§ Texte source
--- --- ---
Pour moi, le non achèvement d'un journal signifie tout simplement que je n'ai pas réussi de traiter le thème qui m'intéresse le plus. J'ai fait des détours. Pourquoi? Parce que le voyage de quel je veux parler c'est le trip. Oui, c'est le bon mot.
Alors, le trip c'est selon le dictionnaire de la CNRTL c'est :
"1. Arg. de la drogue. État particulier résultant de l'absorption de certaines drogues, notamment le L.S.D., qui entraîne des dérèglements psychiques et des troubles de la conscience (perte des réalités, euphorie, hallucinations, etc.).
Je peux affirmer que quand on est en pleine création, il y a trouble de la conscience, de la réalité, euphorie, etc. J'ai toujours comparé cela à un état de transe… Je ne sais pas ce que je fais. Enfin, oui, je le sais, j'ai des années de pratique et connaissances automatisées qui me permettent ne pas rationaliser la peinture. Elle doit doit se frayer chemin vers la surface, se matérialiser sur la toile sans que le côté cérébral intervienne. Je ferais mal laisser comprendre que tout est coeur, esprit, inconscient, etc. notre cerveau est merveilleux et est capable de fonctionner des manières très inattendues.  Le cas des peintres abstraits et ceux des musiciens (surtout eux!) me semble des plus parlant: on fonctionne à un niveau au-delà du langage - à travers des sons ou des images… Avant, je rêvais souvent des rêves abstraits et en blanc et noir: des formes mouvantes et texturées, presque palpables et goûtables aussi qui impliqueraient tous les sens. Michaux s'approche vers une description semblable dans son miracle et, même lui, écrivain, maitre et seigneur de la parole ne réussit pas de décrire les états vécus.
--- --- ---
§ Lignes extraites
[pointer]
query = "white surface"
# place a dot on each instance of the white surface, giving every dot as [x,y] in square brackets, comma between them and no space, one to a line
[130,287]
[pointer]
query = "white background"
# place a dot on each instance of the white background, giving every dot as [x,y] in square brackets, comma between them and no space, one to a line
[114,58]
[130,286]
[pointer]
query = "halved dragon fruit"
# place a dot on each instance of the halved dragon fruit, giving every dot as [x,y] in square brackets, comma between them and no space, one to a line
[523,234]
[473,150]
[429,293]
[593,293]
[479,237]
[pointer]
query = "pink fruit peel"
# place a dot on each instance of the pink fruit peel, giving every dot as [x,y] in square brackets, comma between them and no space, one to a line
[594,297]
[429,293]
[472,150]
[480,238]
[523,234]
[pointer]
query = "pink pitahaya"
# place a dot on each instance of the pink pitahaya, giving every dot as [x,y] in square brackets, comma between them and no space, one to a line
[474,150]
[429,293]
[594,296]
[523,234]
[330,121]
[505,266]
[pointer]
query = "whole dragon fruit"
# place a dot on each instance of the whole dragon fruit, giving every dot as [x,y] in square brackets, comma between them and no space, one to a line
--- --- ---
§ Consigne
Dans le texte sur la création et le trip, à quoi l'état de pleine création est-il toujours comparé ? Répondez en une phrase, s'il vous plaît.

§ Corrigé
Il est toujours comparé à un état de transe.